▸ Task instructions
Below are the entries; return every line among them that holds the word "jeans".

Photo-based referring expression data:
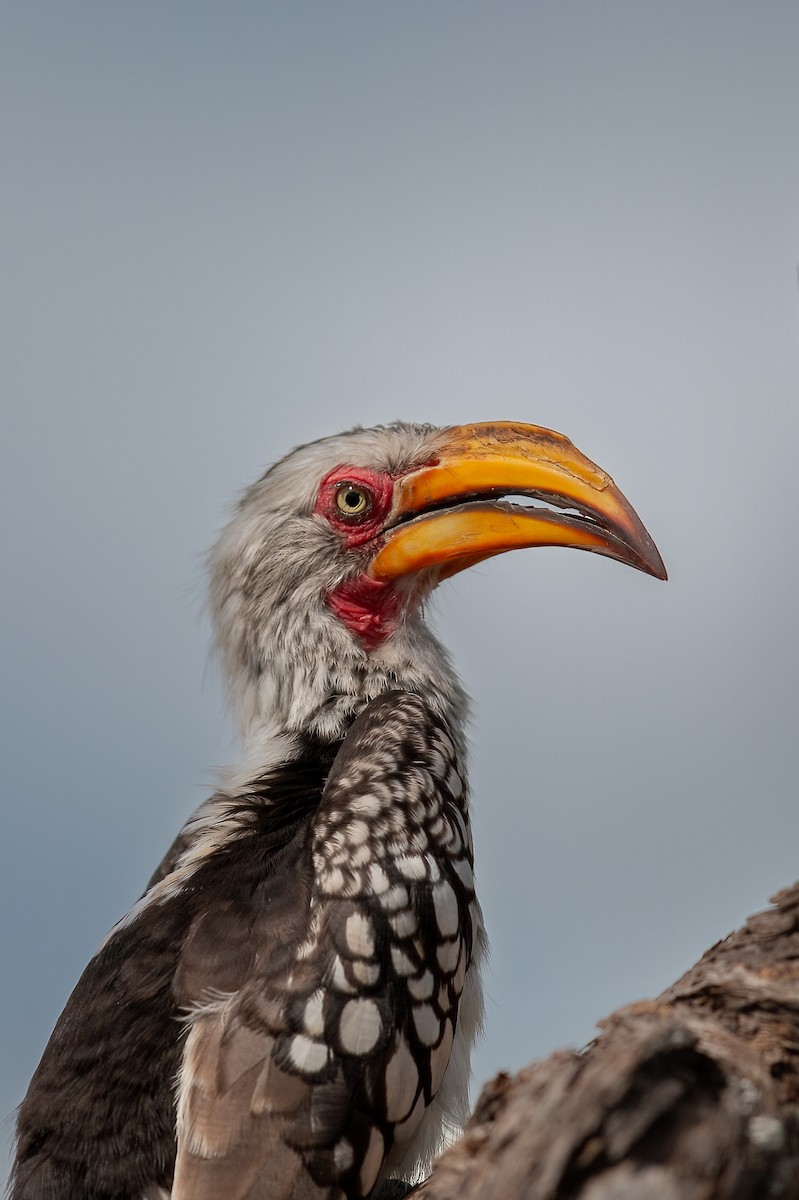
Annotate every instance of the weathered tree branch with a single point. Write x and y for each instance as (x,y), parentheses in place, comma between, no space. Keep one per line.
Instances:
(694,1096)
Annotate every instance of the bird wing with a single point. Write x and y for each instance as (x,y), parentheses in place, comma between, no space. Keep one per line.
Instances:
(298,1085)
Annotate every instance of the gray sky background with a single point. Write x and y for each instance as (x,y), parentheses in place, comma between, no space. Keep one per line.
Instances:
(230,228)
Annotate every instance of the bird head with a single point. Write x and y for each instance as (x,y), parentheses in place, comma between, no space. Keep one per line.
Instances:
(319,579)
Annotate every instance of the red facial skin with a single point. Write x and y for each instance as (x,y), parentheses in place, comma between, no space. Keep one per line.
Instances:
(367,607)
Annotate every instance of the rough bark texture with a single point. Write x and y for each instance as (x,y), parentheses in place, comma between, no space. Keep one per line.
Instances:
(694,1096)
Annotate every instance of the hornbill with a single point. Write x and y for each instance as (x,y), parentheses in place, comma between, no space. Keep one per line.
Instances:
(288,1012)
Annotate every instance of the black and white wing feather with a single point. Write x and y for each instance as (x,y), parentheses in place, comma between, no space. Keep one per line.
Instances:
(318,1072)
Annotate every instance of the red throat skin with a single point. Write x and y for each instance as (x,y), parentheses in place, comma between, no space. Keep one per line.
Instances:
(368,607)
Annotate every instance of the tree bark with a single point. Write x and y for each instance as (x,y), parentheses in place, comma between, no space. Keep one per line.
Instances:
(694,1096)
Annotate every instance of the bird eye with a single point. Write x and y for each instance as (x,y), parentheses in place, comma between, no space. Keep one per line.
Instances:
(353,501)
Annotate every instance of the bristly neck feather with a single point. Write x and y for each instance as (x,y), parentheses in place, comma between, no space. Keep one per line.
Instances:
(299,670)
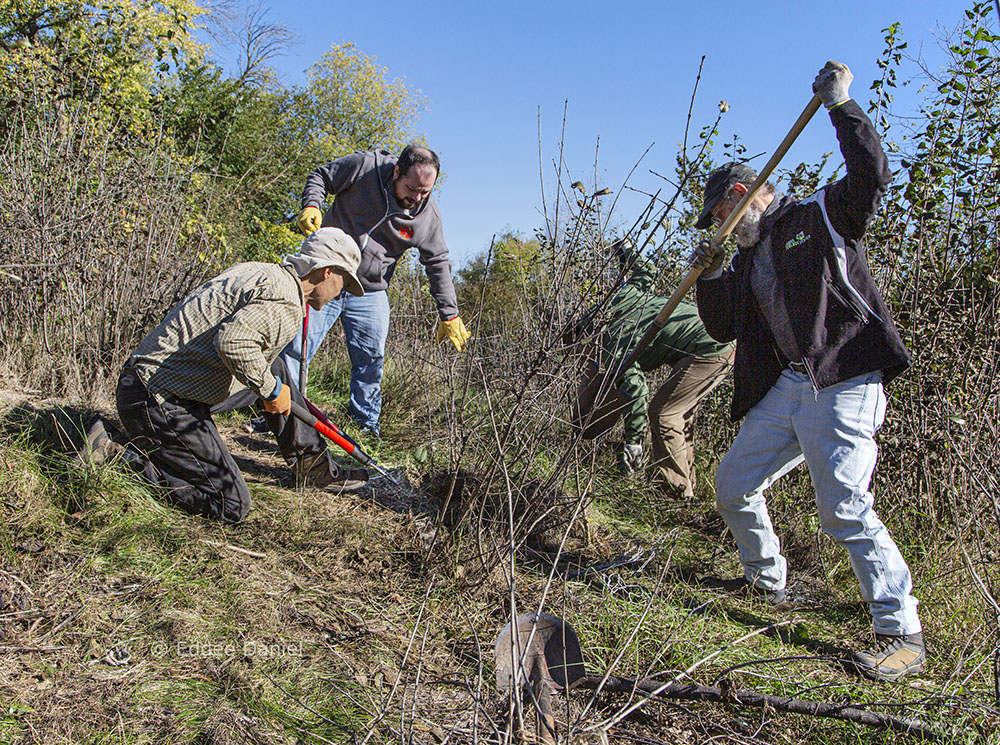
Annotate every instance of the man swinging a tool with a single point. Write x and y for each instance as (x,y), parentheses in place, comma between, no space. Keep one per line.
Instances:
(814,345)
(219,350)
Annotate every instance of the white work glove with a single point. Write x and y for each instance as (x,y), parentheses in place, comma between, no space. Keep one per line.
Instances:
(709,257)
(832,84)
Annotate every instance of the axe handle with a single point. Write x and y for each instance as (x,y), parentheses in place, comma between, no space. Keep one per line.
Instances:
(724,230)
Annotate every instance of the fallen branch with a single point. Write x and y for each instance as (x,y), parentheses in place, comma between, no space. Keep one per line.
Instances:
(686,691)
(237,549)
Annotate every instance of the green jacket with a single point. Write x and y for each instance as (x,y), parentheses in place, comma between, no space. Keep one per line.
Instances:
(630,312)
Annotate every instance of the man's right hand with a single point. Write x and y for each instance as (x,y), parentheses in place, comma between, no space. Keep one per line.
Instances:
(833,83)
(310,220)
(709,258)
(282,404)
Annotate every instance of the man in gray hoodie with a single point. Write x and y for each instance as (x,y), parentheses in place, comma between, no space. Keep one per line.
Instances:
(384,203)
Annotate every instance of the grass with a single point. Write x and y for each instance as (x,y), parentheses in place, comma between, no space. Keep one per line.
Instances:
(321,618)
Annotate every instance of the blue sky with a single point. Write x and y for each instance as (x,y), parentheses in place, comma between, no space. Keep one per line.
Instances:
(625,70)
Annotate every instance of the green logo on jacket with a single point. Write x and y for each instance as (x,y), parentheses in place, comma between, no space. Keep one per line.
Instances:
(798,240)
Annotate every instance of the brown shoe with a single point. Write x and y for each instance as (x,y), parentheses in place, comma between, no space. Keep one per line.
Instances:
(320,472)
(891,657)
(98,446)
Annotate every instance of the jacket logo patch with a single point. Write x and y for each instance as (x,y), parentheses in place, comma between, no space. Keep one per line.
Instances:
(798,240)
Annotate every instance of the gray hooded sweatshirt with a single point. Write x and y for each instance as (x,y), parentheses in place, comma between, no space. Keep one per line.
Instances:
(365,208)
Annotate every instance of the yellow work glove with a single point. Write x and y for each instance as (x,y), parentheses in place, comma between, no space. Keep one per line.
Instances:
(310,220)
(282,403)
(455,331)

...

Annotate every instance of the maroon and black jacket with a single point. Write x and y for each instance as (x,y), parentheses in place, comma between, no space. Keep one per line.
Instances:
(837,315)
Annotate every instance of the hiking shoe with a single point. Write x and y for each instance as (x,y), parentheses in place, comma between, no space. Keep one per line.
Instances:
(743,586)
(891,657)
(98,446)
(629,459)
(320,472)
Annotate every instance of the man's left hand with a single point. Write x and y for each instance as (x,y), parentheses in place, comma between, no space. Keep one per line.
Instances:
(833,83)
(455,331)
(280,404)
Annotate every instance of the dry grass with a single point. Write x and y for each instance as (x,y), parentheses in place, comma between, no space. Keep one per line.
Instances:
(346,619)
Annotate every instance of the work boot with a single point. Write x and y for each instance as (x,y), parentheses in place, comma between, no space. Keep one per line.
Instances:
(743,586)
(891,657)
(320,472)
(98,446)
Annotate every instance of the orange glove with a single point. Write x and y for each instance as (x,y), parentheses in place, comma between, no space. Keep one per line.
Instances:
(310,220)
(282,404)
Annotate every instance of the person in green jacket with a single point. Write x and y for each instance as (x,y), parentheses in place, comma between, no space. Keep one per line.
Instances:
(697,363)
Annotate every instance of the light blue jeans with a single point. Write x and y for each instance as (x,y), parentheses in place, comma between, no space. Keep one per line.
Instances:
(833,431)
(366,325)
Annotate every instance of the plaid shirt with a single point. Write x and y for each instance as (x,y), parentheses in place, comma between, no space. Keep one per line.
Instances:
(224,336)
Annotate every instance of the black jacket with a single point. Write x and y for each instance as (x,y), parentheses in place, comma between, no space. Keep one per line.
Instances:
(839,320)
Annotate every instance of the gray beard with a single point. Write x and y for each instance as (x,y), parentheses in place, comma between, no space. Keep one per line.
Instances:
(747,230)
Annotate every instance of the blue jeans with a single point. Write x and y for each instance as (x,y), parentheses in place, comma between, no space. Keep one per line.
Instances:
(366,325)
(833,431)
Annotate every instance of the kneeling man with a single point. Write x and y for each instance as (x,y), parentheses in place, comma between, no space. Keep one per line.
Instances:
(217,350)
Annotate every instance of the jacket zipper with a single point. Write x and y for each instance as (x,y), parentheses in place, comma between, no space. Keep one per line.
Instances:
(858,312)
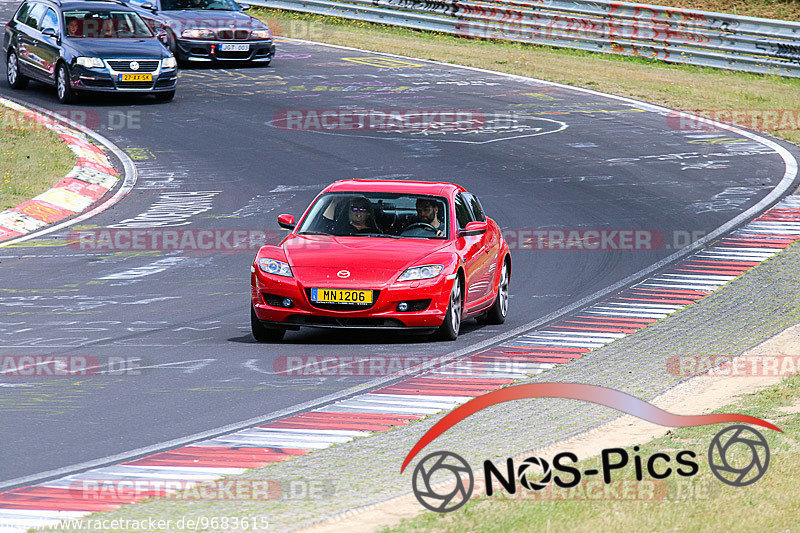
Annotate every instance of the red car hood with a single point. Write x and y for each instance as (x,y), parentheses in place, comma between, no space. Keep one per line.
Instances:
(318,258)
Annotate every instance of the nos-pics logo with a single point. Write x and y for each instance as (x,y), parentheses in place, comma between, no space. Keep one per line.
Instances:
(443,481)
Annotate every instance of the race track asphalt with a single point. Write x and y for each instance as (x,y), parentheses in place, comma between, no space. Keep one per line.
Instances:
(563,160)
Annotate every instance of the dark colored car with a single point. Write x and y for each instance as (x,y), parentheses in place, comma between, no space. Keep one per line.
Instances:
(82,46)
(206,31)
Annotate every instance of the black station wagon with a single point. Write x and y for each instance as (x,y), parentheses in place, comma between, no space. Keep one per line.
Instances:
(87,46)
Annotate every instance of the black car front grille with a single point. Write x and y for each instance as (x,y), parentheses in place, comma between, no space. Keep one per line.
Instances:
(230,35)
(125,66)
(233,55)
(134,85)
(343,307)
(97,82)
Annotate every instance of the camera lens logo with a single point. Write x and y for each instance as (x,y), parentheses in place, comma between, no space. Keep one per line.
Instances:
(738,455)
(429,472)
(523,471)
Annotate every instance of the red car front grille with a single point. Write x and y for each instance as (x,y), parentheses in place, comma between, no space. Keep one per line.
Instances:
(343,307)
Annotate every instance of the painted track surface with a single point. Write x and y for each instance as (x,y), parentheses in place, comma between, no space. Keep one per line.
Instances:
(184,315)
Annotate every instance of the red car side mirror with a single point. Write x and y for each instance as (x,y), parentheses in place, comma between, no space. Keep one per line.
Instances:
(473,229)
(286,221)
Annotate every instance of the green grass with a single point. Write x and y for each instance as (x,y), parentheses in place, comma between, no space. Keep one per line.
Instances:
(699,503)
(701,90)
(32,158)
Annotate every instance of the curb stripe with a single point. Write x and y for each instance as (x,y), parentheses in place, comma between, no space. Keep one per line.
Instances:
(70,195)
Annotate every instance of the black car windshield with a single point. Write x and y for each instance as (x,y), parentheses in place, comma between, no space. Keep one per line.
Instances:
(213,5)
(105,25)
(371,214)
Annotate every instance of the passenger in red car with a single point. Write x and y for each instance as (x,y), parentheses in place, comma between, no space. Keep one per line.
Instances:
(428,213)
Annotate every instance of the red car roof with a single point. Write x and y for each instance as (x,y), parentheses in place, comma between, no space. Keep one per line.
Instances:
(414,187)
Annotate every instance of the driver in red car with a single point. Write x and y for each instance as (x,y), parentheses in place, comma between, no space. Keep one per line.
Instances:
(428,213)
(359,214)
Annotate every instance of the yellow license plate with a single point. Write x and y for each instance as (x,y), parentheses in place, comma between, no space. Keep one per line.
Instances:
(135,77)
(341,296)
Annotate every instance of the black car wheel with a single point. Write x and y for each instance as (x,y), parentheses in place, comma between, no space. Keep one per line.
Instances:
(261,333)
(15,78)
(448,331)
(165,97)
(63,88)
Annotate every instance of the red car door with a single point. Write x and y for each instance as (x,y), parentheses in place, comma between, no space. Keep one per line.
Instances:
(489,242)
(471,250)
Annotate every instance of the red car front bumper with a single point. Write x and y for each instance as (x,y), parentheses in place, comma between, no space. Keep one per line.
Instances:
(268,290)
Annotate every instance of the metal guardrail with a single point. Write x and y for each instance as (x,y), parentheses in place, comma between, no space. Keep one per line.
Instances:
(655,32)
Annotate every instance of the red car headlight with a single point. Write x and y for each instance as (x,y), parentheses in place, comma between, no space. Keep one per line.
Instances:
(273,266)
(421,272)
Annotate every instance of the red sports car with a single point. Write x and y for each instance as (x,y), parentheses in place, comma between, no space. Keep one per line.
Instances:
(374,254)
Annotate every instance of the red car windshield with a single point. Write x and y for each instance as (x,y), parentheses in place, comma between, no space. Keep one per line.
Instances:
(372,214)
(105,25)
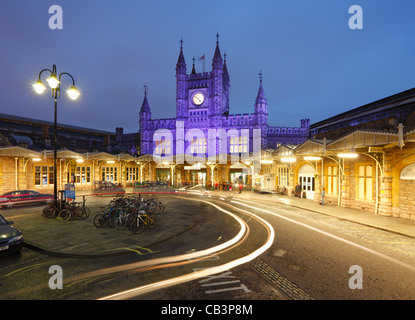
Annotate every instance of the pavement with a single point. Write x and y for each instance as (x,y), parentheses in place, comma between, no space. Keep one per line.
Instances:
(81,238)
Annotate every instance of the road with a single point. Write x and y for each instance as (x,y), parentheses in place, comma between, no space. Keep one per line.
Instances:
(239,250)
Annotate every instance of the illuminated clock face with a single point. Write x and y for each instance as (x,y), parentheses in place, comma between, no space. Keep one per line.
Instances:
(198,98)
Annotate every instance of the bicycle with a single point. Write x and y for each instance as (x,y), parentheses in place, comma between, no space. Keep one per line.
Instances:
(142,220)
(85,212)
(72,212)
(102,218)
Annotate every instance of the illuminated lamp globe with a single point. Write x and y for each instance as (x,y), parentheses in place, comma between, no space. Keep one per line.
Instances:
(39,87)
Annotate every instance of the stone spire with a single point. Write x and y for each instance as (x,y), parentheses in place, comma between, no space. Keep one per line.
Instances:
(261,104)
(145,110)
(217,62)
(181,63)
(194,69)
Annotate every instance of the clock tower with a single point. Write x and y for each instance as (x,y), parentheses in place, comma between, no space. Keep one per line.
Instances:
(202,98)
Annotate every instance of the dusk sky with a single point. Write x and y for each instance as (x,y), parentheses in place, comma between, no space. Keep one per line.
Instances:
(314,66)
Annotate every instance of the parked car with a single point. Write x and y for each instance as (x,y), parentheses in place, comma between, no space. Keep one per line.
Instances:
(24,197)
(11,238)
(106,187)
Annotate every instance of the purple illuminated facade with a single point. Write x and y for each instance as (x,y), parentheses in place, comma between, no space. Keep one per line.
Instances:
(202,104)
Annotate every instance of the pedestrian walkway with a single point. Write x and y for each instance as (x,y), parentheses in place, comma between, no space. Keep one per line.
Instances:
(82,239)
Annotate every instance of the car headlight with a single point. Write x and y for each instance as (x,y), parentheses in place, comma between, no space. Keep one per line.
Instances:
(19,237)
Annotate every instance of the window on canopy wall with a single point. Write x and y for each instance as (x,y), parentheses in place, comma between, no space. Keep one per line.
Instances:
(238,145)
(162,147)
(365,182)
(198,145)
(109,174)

==

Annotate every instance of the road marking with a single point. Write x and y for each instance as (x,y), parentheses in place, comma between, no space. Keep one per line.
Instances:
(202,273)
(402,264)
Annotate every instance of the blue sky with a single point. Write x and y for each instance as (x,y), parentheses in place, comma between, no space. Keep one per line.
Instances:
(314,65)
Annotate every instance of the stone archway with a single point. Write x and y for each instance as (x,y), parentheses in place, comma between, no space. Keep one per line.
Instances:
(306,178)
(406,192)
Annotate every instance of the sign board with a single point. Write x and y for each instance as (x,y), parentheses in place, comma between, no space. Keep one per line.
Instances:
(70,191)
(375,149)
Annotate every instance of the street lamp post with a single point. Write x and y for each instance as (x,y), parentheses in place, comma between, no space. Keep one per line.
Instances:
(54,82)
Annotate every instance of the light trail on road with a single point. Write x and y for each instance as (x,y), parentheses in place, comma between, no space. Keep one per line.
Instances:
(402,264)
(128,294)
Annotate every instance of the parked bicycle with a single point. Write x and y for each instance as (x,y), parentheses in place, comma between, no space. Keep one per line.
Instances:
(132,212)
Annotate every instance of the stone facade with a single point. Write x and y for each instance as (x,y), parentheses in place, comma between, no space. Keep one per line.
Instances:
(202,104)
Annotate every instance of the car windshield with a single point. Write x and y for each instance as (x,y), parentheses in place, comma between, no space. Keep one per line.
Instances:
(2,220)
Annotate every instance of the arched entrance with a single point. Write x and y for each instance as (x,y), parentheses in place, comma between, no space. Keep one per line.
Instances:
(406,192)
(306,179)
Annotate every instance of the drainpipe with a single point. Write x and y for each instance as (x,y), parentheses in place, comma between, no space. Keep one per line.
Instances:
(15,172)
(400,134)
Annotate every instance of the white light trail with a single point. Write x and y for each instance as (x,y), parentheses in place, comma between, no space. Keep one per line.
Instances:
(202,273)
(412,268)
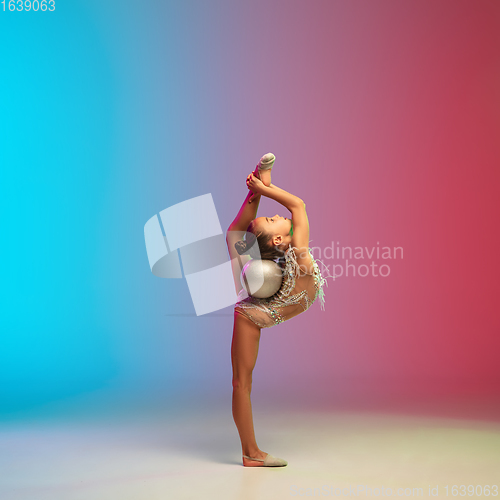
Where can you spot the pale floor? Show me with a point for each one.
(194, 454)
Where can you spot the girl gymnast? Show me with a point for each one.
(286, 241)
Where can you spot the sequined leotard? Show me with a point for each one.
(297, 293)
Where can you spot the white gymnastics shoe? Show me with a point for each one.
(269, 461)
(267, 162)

▸ Problem solution
Annotate every instance of the light blue jeans with a single point. Write x and y for each instance as (x,y), parentheses in place, comma between, no space. Keep one per line.
Annotate every instance of the blue jeans with a single point. Write x and y for each instance as (x,y), parentheses in place, comma between, no space. Keep one per line.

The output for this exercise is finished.